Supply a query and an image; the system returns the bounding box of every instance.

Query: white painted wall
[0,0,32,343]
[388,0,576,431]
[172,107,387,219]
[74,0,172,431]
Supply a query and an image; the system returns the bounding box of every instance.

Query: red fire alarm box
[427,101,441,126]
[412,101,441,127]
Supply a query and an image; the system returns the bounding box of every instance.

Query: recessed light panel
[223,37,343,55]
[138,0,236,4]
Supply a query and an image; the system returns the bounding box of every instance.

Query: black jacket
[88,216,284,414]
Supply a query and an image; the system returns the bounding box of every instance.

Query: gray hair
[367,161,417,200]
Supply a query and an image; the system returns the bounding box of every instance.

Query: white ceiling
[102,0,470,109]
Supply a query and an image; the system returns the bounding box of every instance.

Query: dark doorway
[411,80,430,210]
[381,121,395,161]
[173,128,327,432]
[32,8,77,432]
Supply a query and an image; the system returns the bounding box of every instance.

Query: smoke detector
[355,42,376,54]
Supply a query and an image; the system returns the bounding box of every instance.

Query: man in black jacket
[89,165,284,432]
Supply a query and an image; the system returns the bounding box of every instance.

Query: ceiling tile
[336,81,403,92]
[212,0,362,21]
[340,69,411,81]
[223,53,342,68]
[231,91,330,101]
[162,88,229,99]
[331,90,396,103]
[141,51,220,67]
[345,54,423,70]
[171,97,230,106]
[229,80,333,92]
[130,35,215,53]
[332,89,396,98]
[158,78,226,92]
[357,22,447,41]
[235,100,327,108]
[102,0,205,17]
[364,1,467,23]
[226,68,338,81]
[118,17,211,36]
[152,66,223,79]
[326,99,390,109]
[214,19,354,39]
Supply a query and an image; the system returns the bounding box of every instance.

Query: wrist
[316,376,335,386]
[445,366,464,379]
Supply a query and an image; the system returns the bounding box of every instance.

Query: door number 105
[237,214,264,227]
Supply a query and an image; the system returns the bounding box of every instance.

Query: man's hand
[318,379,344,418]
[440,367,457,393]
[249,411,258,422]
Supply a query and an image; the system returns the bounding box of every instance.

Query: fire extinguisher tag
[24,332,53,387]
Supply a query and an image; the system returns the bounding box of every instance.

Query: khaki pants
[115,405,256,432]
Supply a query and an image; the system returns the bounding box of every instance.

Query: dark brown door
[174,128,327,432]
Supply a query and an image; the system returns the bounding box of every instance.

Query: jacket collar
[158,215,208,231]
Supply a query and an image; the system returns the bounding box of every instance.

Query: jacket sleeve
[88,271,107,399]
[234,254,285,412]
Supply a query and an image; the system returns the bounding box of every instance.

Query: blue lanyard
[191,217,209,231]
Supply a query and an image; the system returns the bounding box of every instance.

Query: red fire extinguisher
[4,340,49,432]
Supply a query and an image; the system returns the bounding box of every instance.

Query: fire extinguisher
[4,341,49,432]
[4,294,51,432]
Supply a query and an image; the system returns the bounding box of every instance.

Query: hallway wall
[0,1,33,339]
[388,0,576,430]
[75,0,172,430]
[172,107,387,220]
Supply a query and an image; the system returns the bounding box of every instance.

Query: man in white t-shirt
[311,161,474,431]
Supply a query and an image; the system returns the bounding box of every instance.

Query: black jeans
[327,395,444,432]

DIRECTIONS FOR THIS TASK
Produce the records once again, exactly as they stand above.

EXPECTED OUTPUT
Supply a query and an image; the system returns the bounding box of every instance.

Query: white painted wall
[0,0,32,343]
[388,0,576,431]
[172,107,387,219]
[74,0,172,431]
Supply a query and an image; the system returns the bounding box of every instance.

Query: red fire alarm box
[427,101,441,126]
[412,101,441,127]
Supply a query and an image; the system returns the bounding box of every instance.

Query: recessed light panel
[223,37,343,55]
[138,0,236,4]
Supply a query and an image; the system returns the bounding box of every instance.

Query: black jacket
[88,216,284,414]
Supply a query and an image; the system returns the bounding box of every instance.

Query: gray hair
[367,161,417,200]
Supply a query and an image; the system returns the bounding box of every instance.

Query: white ceiling
[102,0,470,109]
Supply a query and an image; the system returns the bounding box of every instance.

Query: dark doorway
[411,80,430,210]
[381,121,395,161]
[173,128,327,432]
[32,8,77,432]
Supply a query and an image; the system returns the bounding box of every instance.

Query: smoke detector
[355,42,376,54]
Supply a query and an image; the system returns the bounding box of every instance.

Query: man in black jacket
[89,165,284,432]
Supply a query and an image; the system returns the bounding box of every instance.

Query: ceiling tile
[336,81,403,92]
[212,0,362,21]
[340,69,411,81]
[223,53,342,68]
[231,91,330,101]
[162,88,229,99]
[331,90,396,103]
[141,51,220,67]
[345,54,423,70]
[171,97,230,106]
[229,80,333,92]
[130,35,215,53]
[332,89,396,98]
[158,78,226,92]
[357,22,447,41]
[235,100,327,108]
[102,0,205,17]
[364,1,467,23]
[226,68,338,81]
[118,17,211,36]
[152,66,223,79]
[326,99,390,109]
[214,19,354,39]
Supply a query and an image; the system returns the bounding box of every instance.

Query: wrist
[316,376,335,386]
[445,366,464,379]
Supply a query and an image; the system returns the bounding box of every instance.

Query: door number 105
[237,214,264,227]
Supply a query and an image; the system returns the bounding box of every instance.

Query: man's hand
[318,379,344,418]
[440,367,457,393]
[249,411,258,422]
Supply a query and an image; the system returns the bounding box of every instance.

Query: fire extinguisher tag
[24,332,53,387]
Supply a query and an image; the system returns the bounding box of every instance.

Query: khaki pants
[115,405,256,432]
Supply a query and an image; the system returns the bounding box of every instance.

Query: dark brown door
[174,128,327,432]
Supply a query and an image; the system returns the bounding box of every instance.

Query: jacket collar
[158,215,208,231]
Supply a query and an image; the system returns the bounding box of every instance.

Query: jacket sleeve
[88,271,107,399]
[234,254,285,412]
Supply a query and an image; the system returns the bounding box of every instance.

Query: blue lanyard
[191,217,209,231]
Supply a query and an image; the system returns the bounding box of every instance.

Query: red fire extinguisher
[4,340,49,432]
Supply a query and an image; the system returns the bounding box of every instance.

Query: fire extinguisher
[4,341,49,432]
[4,294,51,432]
Supply a query and an image; the system returns the bounding box of every instance.

Query: hallway wall
[0,1,33,339]
[388,0,576,430]
[75,0,172,430]
[172,107,387,220]
Supply a query and an image; the system returns the bounding box of every instance.

Query: man in white t-shirt
[311,161,474,431]
Supply a query and an image; the system returns the bounding box of every instance.

Query: black jeans
[327,395,444,432]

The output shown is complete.